> [SOURCE DOCUMENT]
-.-.-
Chinese online retailer Temu has sharply raised prices for U.S. customers by imposing import charges of roughly 145%, following the Trump administration's new round of tariffs on Chinese goods. The sudden price hikes have stunned shoppers, in some cases more than doubling the cost of popular items.

Starting over the weekend, Temu began adding steep fees at checkout, citing the need to cover "customs-related processes and costs." A CNBC analysis showed that an $18.47 summer dress now costs $44.68 after a $26.21 import charge, while a $12.44 child's swimsuit surges to $31.12 when $18.68 in fees are included.

Temu's website states, "Items imported into the U.S. may be subject to import charges. These charges cover all customs-related processes and costs, including import fees paid to customs authorities on your behalf. The amount listed may not represent the actual amount paid to customs authorities." Representatives for Temu did not immediately respond to requests for comment.

The abrupt changes come after President Donald Trump imposed a 145% tariff on many Chinese imports and pledged to end the "de minimis" exemption, which had previously allowed goods valued under $800 to enter the U.S. duty-free. Temu, owned by PDD Holdings, had relied heavily on this loophole to fuel its explosive U.S. growth since launching in 2022.

Temu Slaps 145% Import Charges on U.S. Shoppers Following Trump Tariffs

By contrast, rival discount retailer Shein has absorbed the additional costs into its product pricing, telling customers at checkout, "Tariffs are included in the price you pay. You'll never have to pay extra at delivery."

Temu's value proposition, based on ultra-low prices, has been eroded. The platform allowed budget-conscious Americans to buy clothing, electronics, and home goods cheaply, often tolerating longer shipping times from China. Now, with prices climbing and delivery delays persisting, many consumers are reconsidering their loyalty.
-.-.-
> [DATA LISTING]
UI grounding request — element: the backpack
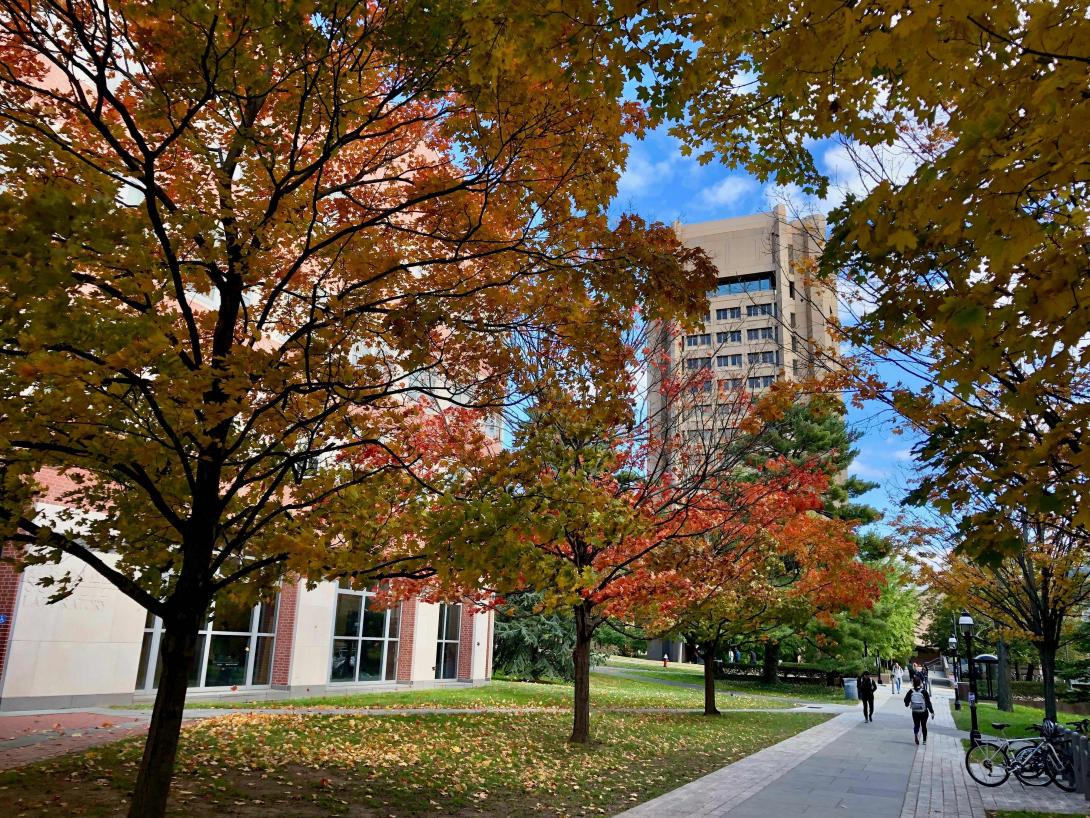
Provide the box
[909,687,928,713]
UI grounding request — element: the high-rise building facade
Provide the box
[650,206,836,431]
[647,206,837,661]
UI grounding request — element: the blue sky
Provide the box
[614,131,913,525]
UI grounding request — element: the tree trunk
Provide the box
[995,639,1015,713]
[1037,645,1056,721]
[701,641,719,715]
[129,615,201,818]
[569,605,594,744]
[761,641,779,685]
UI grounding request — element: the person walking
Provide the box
[859,671,879,721]
[905,676,935,744]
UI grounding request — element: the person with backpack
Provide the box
[905,676,935,744]
[859,671,879,721]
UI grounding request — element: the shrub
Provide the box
[1010,681,1044,699]
[493,593,608,682]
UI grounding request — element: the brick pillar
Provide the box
[265,580,299,685]
[398,597,417,682]
[0,562,23,682]
[458,603,473,682]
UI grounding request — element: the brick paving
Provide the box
[618,689,1090,818]
[900,691,1090,818]
[0,710,150,770]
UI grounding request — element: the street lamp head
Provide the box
[957,611,976,636]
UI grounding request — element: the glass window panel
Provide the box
[361,597,386,639]
[211,597,254,634]
[136,631,154,690]
[329,639,360,682]
[205,636,250,687]
[359,639,383,682]
[251,598,279,634]
[250,636,273,685]
[386,603,401,639]
[188,634,208,687]
[386,642,398,682]
[334,593,363,636]
[436,642,458,678]
[444,605,462,641]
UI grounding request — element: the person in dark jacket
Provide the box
[859,671,879,721]
[905,676,935,744]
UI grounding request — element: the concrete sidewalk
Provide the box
[618,688,1088,818]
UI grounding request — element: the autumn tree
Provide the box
[422,333,808,743]
[0,0,704,818]
[636,0,1090,554]
[920,518,1090,721]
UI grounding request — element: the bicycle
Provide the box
[965,720,1075,792]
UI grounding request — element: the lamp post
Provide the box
[957,611,980,746]
[947,631,961,710]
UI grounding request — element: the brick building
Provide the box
[0,478,493,710]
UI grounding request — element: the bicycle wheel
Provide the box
[965,742,1010,786]
[1044,749,1075,793]
[1010,747,1052,786]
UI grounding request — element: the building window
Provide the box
[136,598,277,690]
[329,580,401,682]
[715,273,776,296]
[435,602,462,678]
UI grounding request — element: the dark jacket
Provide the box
[905,685,935,715]
[859,676,879,699]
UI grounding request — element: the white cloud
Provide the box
[700,176,758,208]
[848,457,892,482]
[617,146,681,197]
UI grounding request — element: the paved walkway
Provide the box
[618,687,1090,818]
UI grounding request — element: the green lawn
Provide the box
[950,701,1055,738]
[0,712,827,818]
[189,674,789,709]
[609,657,845,703]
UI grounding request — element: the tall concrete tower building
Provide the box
[647,206,837,661]
[649,206,836,442]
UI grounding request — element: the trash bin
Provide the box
[844,678,859,699]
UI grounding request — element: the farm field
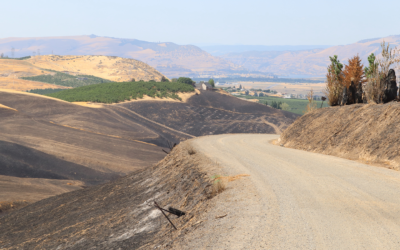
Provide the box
[223,82,326,96]
[47,82,194,103]
[237,95,329,115]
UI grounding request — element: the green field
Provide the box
[26,89,65,95]
[237,95,328,115]
[21,69,111,88]
[47,82,194,103]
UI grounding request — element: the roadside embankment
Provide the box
[0,142,219,249]
[279,102,400,170]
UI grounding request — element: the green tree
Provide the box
[364,53,378,78]
[177,77,194,85]
[281,102,290,111]
[329,55,343,76]
[208,79,215,88]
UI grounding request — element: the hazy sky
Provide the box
[0,0,400,45]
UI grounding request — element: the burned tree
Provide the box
-.-.-
> [TASK OBJECTIVE]
Please reproduce the passage from the article on Temu's import charges word for word, starting at "By contrast, rival" and stopping after "reconsidering their loyalty.".

> [RESPONSE TO THIS TASK]
By contrast, rival discount retailer Shein has absorbed the additional costs into its product pricing, telling customers at checkout, "Tariffs are included in the price you pay. You'll never have to pay extra at delivery."

Temu's value proposition, based on ultra-low prices, has been eroded. The platform allowed budget-conscious Americans to buy clothing, electronics, and home goods cheaply, often tolerating longer shipping times from China. Now, with prices climbing and delivery delays persisting, many consumers are reconsidering their loyalty.